> [Written problem] Copy the material below character for character, starting at the line with "Reviewer note: confirm that each instance of the jeans" and continuing through the last line of the material.

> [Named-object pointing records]
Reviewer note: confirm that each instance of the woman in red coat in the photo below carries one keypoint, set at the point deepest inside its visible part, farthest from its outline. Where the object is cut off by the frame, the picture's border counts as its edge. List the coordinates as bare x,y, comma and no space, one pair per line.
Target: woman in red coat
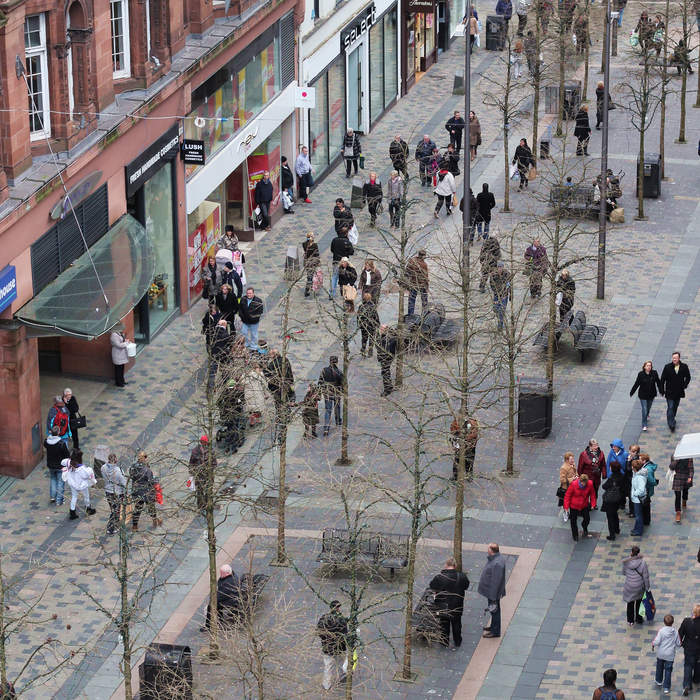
579,499
592,462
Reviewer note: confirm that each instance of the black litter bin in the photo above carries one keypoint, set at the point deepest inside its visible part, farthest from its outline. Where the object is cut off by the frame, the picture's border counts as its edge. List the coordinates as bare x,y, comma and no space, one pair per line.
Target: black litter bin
652,176
495,33
166,673
534,408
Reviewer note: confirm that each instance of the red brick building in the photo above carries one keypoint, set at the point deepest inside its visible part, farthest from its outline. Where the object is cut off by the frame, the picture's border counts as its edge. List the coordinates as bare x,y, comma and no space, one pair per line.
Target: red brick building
103,92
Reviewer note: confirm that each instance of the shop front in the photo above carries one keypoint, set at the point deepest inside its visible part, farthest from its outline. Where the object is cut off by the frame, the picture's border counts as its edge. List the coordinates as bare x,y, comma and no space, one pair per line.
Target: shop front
419,28
355,88
151,188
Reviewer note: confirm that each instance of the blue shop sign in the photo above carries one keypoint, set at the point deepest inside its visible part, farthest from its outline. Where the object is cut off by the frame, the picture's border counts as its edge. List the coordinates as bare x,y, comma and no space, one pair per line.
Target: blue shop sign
8,287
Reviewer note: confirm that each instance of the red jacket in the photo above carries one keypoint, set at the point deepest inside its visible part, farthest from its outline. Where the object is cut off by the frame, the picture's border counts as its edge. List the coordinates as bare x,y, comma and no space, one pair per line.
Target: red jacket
578,498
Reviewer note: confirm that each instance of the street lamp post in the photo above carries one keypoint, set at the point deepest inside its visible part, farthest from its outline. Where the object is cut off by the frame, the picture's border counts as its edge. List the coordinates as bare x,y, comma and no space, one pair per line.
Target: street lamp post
603,214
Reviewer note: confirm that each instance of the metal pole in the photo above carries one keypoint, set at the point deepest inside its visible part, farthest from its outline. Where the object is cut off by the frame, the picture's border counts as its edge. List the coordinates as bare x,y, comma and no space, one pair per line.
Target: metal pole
603,215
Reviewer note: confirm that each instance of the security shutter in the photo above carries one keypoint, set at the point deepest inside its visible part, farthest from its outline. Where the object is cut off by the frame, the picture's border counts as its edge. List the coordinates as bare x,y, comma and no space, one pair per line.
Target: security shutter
287,49
59,247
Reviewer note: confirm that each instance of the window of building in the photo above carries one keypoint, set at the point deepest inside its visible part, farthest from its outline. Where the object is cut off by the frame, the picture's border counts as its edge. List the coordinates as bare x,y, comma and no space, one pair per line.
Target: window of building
37,71
119,19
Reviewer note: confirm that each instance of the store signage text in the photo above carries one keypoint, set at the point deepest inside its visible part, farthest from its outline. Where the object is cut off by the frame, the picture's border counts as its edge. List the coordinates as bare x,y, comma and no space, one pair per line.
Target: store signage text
8,286
359,26
192,152
75,195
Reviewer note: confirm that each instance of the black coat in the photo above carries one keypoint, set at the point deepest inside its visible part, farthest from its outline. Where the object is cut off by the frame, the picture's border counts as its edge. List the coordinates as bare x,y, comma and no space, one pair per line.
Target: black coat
646,383
450,586
250,313
673,385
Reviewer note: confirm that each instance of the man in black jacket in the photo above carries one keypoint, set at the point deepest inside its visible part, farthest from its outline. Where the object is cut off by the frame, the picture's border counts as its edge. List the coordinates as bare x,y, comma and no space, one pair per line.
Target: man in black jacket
330,382
450,586
250,310
263,198
333,631
455,128
674,381
386,351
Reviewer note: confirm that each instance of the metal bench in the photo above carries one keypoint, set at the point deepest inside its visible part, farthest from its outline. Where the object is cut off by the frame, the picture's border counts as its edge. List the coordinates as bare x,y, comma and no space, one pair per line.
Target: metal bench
375,550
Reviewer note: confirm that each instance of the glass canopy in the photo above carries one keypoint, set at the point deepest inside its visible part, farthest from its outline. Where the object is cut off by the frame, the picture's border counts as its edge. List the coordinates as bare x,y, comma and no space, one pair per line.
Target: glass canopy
74,303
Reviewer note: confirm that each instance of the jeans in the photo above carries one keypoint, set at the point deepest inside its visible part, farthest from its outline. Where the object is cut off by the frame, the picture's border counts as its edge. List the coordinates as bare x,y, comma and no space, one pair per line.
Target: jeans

> [The response]
Reviewer note: confirm that each instance of the jeans in the photo above carries one keypoint, set at the point deepest inside its visible part, farthest from its outline. Where the object is cut off by the frame, the picture's border counts as its edge. List the coordinates as bare x,y, comma and no space, one pair per line.
Target: jeans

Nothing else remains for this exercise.